TASKS FOR THIS EXERCISE
1) Copy word for word everything in the dialect passage from "In verbs, West-Veluws" down to "in East Veluwe.".
2) Answer these from the dialect passage:
(a) Which suffix does West-Veluws use in verbs in place of the original Low Saxon -t?
(b) Which other dialect also shows this phenomenon?
(c) What is the word for 'cheese' in Nunspeet?

SOURCE DOCUMENT
────────────────

In verbs, West-Veluws uses the Dutch suffix -en instead of the original Low Saxon -t, the West-Veluws variant having been blown over from (North) Hollandic with the Hollandic expansion. In Oost-Veluws, for example, one says wie denkt (we think) and wie heurt (we hear), while West-Veluws uses wie/wulie denken and wie/wulie heuren; this phenomenon also occurs in Stellingwarfs. There are also some differences between them, for example Nunspeets has more Oost-Veluws characteristics. For example, 'cheese' in Putten is keis or kees and in Nunspeet keze (or: kêeze) which is the same as in East Veluwe.

────────────────

(Dataset records)

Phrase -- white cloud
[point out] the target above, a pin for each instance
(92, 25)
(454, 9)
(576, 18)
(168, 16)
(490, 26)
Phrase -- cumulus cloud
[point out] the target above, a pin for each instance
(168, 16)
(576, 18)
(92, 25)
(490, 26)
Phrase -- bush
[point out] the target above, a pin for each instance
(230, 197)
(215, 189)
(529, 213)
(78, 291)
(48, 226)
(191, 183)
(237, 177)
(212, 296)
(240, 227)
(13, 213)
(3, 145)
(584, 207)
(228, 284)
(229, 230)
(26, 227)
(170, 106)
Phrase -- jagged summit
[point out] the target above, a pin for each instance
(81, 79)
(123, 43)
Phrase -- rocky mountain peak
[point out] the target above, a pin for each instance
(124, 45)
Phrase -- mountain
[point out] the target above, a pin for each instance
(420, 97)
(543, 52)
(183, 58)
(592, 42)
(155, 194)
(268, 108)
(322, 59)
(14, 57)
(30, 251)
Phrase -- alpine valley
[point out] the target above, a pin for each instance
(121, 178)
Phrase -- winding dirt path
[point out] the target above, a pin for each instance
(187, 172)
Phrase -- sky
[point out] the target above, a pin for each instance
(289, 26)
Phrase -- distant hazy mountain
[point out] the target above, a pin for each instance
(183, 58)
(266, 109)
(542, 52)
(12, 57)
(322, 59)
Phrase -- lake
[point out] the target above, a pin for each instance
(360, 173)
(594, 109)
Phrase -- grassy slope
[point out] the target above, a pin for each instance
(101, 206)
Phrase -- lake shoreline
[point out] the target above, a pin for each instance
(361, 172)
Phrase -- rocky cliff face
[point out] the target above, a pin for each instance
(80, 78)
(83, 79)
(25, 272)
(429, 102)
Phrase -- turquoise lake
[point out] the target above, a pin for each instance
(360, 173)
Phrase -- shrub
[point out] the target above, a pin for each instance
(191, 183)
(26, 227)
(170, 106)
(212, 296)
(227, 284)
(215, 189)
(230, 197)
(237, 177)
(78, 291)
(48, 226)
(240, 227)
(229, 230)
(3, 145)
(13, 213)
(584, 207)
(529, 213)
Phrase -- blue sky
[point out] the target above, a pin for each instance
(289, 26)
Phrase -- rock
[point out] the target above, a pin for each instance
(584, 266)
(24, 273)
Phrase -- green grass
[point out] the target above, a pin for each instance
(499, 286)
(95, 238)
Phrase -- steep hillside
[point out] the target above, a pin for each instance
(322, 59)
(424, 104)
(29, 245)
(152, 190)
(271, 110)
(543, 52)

────────────────

ANSWER SET
1)
In verbs, West-Veluws uses the Dutch suffix -en instead of the original Low Saxon -t, the West-Veluws variant having been blown over from (North) Hollandic with the Hollandic expansion. In Oost-Veluws, for example, one says wie denkt (we think) and wie heurt (we hear), while West-Veluws uses wie/wulie denken and wie/wulie heuren; this phenomenon also occurs in Stellingwarfs. There are also some differences between them, for example Nunspeets has more Oost-Veluws characteristics. For example, 'cheese' in Putten is keis or kees and in Nunspeet keze (or: kêeze) which is the same as in East Veluwe.

2)
(a) The Dutch suffix -en.
(b) Stellingwarfs.
(c) Keze (or kêeze).